Challenge:
Rewrite everything from the line containing "For the bridge" down to the last of the lines below, switching each "marker" to "pin" and keeping all else the same. Leave the pictures out of the answer.

Data items:
= = = =
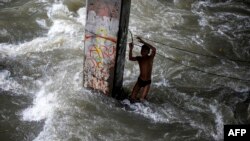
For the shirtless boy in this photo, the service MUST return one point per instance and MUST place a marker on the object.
(145, 62)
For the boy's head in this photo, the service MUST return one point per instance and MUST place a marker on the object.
(145, 50)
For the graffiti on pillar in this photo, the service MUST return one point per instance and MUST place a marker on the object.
(101, 32)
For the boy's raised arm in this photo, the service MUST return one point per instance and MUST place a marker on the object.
(147, 44)
(131, 58)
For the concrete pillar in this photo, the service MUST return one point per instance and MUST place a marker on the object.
(105, 45)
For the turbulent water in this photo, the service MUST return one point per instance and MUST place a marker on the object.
(191, 98)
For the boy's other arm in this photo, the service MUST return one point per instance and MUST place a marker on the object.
(131, 58)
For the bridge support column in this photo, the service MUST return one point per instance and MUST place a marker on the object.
(105, 45)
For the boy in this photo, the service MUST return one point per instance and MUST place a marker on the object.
(145, 62)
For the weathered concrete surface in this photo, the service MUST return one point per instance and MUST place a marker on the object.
(105, 44)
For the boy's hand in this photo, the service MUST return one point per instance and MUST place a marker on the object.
(139, 39)
(131, 45)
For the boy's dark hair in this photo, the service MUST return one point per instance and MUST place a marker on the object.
(145, 47)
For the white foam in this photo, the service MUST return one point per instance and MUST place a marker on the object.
(43, 106)
(145, 110)
(8, 84)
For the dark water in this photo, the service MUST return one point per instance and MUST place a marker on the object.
(191, 98)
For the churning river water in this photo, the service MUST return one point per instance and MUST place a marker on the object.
(201, 77)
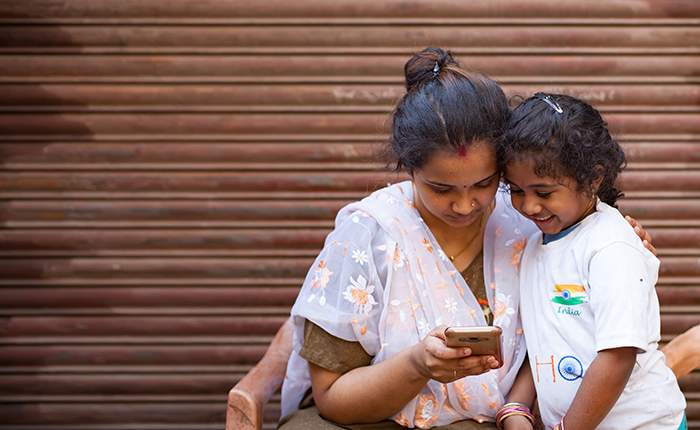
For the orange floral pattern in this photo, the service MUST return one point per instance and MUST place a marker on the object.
(425, 412)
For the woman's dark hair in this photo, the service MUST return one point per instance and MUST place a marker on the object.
(445, 108)
(574, 143)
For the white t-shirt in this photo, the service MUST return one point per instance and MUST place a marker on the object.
(588, 291)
= = = =
Finished answer:
For the bridge support column in this photo, the service MUST return one point per instance and MUST place a pin on the object.
(105, 45)
For the boy in this photo, the service MUST return one point per instance and MUST place a pin on the object.
(145, 62)
For the weathered concrete surface in this photo, the service MUST return one point per instance and MUST place a pin on the object.
(105, 44)
For the boy's hand in this photo, the service MUST return one point per instance and MUST place a pin on the object.
(139, 39)
(131, 45)
For the boy's dark hair in this photo, the service MUST return one point per instance and MUST place a pin on the object.
(145, 47)
For the white foam in this photo, the service MUST return one point per instance and MUST place a pin on the object.
(43, 106)
(145, 110)
(8, 84)
For the dark water in this photo, the service MUST return one point per instance and MUST place a pin on the object.
(191, 98)
For the churning river water in this photo, the service MUST return one point per instance and MUST place a pin on the object.
(201, 77)
For the orange floral pattern in this photo, the service MUST return one point per instance and MUST place a pin on the object.
(425, 412)
For the woman's dark hair in this photo, the service MUST return one point per instance and MUST place a pin on the object.
(445, 108)
(574, 143)
For the white t-shirt in this photo, the service MUST return one point per instance and MUST place a pin on the object.
(588, 291)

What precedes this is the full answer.